Region outline entries
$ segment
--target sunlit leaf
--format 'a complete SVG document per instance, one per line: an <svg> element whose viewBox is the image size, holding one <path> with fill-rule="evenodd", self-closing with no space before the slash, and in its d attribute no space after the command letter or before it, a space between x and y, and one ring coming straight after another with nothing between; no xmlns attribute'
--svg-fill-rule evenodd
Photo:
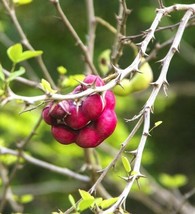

■ WHAT YOU SHOULD DO:
Change "sunlit leaf" to "shaded leaf" throughout the material above and reproduce it with everything else unchanged. Leave the pictures out.

■ EXERCISE ANSWER:
$ segment
--target shaded leaf
--format 'a complete SVG document per instance, one per line: an <svg> element whose viewBox is the image size, holding one <path> with fill-rule="evenodd", self-closing with no space before the slash, and in its d attribute no space after the command letter or before it, a space between x and y, and one ring coming straight after another with nothing between; no xmlns attribute'
--svg-fill-rule evenodd
Photo:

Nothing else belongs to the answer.